* Start Task input *

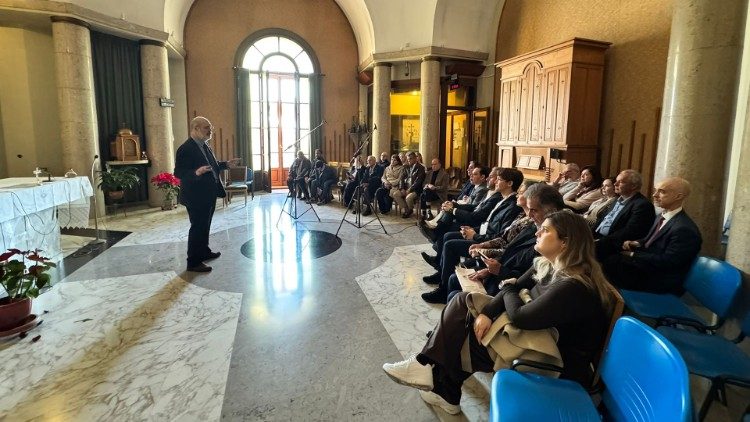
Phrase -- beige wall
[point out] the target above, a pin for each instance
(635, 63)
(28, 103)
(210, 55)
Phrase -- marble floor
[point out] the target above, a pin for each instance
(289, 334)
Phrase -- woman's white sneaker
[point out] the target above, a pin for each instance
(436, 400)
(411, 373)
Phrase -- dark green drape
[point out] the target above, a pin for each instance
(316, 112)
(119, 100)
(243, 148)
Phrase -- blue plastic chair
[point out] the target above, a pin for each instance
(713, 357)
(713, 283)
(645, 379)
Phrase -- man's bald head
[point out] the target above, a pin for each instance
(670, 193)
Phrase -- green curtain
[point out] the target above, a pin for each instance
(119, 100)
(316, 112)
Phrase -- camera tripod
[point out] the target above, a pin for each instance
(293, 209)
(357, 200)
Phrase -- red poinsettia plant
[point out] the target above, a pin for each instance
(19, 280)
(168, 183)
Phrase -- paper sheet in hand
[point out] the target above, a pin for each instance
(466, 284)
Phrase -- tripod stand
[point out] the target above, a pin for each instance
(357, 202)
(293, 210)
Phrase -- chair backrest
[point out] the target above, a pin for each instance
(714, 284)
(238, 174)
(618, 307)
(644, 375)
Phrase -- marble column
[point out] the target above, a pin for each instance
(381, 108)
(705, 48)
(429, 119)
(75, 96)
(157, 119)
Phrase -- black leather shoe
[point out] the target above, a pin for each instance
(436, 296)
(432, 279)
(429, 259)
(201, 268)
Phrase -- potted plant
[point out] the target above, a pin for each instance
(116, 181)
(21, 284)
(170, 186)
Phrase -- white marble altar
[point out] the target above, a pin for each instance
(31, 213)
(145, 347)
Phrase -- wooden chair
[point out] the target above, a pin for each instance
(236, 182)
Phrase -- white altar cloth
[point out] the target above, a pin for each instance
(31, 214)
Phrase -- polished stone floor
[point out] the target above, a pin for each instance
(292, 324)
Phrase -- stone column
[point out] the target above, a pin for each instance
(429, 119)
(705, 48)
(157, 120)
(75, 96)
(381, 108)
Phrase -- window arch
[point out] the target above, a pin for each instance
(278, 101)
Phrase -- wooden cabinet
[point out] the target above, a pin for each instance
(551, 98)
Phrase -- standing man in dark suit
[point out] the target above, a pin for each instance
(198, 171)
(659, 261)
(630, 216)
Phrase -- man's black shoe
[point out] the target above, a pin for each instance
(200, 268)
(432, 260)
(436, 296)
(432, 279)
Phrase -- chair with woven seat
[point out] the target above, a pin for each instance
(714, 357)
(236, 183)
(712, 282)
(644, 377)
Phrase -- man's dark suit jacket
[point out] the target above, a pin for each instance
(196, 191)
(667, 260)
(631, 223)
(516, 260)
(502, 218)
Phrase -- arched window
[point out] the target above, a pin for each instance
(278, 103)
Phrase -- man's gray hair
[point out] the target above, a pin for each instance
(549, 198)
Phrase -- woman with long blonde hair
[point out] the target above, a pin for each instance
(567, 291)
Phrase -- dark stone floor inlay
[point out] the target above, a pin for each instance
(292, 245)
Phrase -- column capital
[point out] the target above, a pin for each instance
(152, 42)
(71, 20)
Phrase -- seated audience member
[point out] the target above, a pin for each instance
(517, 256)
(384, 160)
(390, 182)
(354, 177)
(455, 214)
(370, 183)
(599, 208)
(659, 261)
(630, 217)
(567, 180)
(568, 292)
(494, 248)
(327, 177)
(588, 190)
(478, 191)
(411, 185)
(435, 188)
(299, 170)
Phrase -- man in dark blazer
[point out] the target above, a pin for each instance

* End Task input *

> [Brief]:
Return only the lines running from the line with "Phrase -- chair with woven seat" to the last line of the records, both included, exactly as written.

> [Solution for this exercise]:
Phrase -- chair with woven seat
[point out] the target above, a pin for each instance
(714, 357)
(236, 183)
(712, 282)
(644, 377)
Phrase -- man's dark suit jacket
[point out] the target above, a pin for each instance
(196, 191)
(667, 260)
(631, 223)
(516, 260)
(502, 218)
Phrase -- arched window
[point out] the target above, a pin for each instance
(278, 103)
Phrase -- man's gray hair
[point out] the target above, a pin for each instance
(549, 198)
Phrase -- woman with long blonde hair
[point out] the target above, a pin for each instance
(567, 291)
Phrase -- dark stone floor inlay
[point out] the target above, a pin for each instance
(292, 245)
Phrase -- column capital
[point out] the target above, a pin for each instance
(152, 42)
(71, 20)
Phrase -- seated audience member
[point out] the target above, a pin for each instance
(517, 256)
(384, 160)
(390, 182)
(354, 177)
(455, 214)
(370, 183)
(599, 208)
(659, 261)
(630, 217)
(567, 180)
(568, 292)
(494, 248)
(327, 177)
(588, 190)
(478, 191)
(411, 185)
(435, 188)
(299, 170)
Phrase -- man in dark blazer
[point out] the target above, a pin for each instance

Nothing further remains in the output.